§ EXERCISE BRIEF:
Return each entry below without any alteration.

§ DATA EXTRACT:
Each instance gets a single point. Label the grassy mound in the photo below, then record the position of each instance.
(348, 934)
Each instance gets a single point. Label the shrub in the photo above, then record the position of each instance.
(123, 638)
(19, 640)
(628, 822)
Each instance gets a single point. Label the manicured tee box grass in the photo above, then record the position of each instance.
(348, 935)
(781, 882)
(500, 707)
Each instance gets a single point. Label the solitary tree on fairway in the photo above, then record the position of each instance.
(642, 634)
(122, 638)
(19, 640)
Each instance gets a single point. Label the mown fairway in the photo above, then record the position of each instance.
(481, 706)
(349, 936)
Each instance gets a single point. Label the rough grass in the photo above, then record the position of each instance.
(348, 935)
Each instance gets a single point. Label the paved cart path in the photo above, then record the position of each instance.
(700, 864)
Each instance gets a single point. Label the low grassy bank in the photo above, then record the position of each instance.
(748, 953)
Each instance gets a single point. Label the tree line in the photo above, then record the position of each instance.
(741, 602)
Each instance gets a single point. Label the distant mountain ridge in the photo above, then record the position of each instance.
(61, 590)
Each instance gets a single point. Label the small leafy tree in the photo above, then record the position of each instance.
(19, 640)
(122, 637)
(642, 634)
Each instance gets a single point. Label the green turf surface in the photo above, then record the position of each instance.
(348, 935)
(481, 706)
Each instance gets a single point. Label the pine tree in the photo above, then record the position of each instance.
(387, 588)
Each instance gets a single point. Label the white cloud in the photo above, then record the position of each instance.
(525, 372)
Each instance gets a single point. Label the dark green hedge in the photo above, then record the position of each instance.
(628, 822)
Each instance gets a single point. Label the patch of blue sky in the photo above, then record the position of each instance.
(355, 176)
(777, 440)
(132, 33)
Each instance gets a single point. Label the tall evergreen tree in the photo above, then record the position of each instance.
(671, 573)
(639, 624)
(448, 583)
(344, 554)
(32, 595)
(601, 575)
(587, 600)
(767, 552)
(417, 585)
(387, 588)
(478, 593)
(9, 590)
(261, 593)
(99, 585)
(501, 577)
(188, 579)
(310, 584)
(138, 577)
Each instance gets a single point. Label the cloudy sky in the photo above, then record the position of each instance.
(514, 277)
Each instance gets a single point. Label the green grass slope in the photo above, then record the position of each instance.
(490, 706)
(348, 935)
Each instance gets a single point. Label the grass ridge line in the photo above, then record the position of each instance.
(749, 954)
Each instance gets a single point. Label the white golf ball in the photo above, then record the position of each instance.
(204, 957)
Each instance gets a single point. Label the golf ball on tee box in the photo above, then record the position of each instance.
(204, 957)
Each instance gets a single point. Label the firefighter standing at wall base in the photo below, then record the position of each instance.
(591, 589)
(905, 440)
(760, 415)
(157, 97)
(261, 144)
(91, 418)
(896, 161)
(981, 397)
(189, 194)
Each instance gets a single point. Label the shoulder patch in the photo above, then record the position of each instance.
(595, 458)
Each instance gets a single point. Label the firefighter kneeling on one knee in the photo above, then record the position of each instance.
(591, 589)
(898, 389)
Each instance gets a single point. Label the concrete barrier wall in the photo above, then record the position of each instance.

§ ANSWER BELOW:
Each instance gets a single point. Label the grassy mound in the photo below, then record the position of each instance.
(348, 934)
Each instance gets a single point. Label the shrub in the photo above, then record the position of each instance.
(123, 638)
(19, 640)
(628, 822)
Each instance gets a single point. Label the manicured tee box grass in the photo above, then record the position of each instance.
(348, 935)
(781, 882)
(500, 707)
Each instance gets a single point. Label the solitary tree on fairway in the photo above, then record the position of each instance.
(642, 634)
(122, 638)
(19, 640)
Each instance gets a single point. Label the mown fairway in the photo above, then record the position of each instance.
(481, 706)
(349, 936)
Each instance gets a single point. Label the rough grass in the photo above, then record the position of each instance.
(348, 935)
Each instance gets a single point. Label the paved cart path in the photo above, then record the position of each instance.
(700, 864)
Each instance gets a single point. Label the low grassy bank in the photo above, then record the position of each instance.
(748, 953)
Each instance gets a single point. Label the tree line in the photo above, then record the position of each instance.
(741, 602)
Each instance gets a single point. Label the distant mountain ridge in the photo above, then record the position of each instance.
(61, 590)
Each instance gets a single point. Label the small leafy tree in the photo above, then record the position of each instance.
(19, 640)
(122, 637)
(642, 634)
Each instance gets a single point. Label the green turf surface in the photo above, then record the position of each instance.
(348, 935)
(481, 706)
Each instance gets a single point. Label the pine tree in the photo above, then record the position of each instance.
(387, 588)
Each instance gets a single point. Label the white cloud in the photo above, then record the position of each instance.
(525, 372)
Each instance gets a single point. Label the dark green hedge in the photo above, then record the position of each instance.
(628, 822)
Each instance gets a single point. Label the patch of blue sky in the photo above, then record the position of each instance.
(355, 176)
(777, 440)
(132, 33)
Each instance gets a single point. Label the tall evergreen tree in the photo above, then record the position of each instance.
(671, 573)
(639, 624)
(448, 583)
(344, 554)
(32, 595)
(601, 575)
(587, 600)
(767, 552)
(417, 585)
(387, 588)
(478, 593)
(9, 590)
(261, 593)
(99, 585)
(501, 577)
(188, 579)
(310, 584)
(138, 577)
Each instance gets a single point. Label the cloudy sky in the photo above, then record the position of each instance.
(514, 277)
Each instance gets a single point. Label the green grass slope in the photo above, then record the position of each instance.
(490, 706)
(348, 935)
Each instance gets a single point. Label the grass ridge line in the photo above, then record the position of each instance.
(749, 954)
Each instance gets a single point. Label the white golf ball in the photo above, then record the position of each instance.
(204, 957)
Each instance gets a single point. Label the golf ball on tee box in the photo above, then record the position of each instance.
(204, 957)
Each instance gets a single point. Label the firefighter standing at wall base in the photo below, then record the position of each instance.
(591, 589)
(905, 440)
(760, 415)
(157, 97)
(261, 144)
(91, 418)
(896, 161)
(981, 397)
(189, 194)
Each instance gets a single point. Label the shoulder patch in the photo above, then record the position of each instance.
(595, 458)
Each instance gets a single point. Label the firefighter kneeling on one knee in the photo above, then record the position of each instance.
(591, 589)
(898, 389)
Each instance gets a single point. Label the concrete barrier wall in the photo above, then record the position of each instance.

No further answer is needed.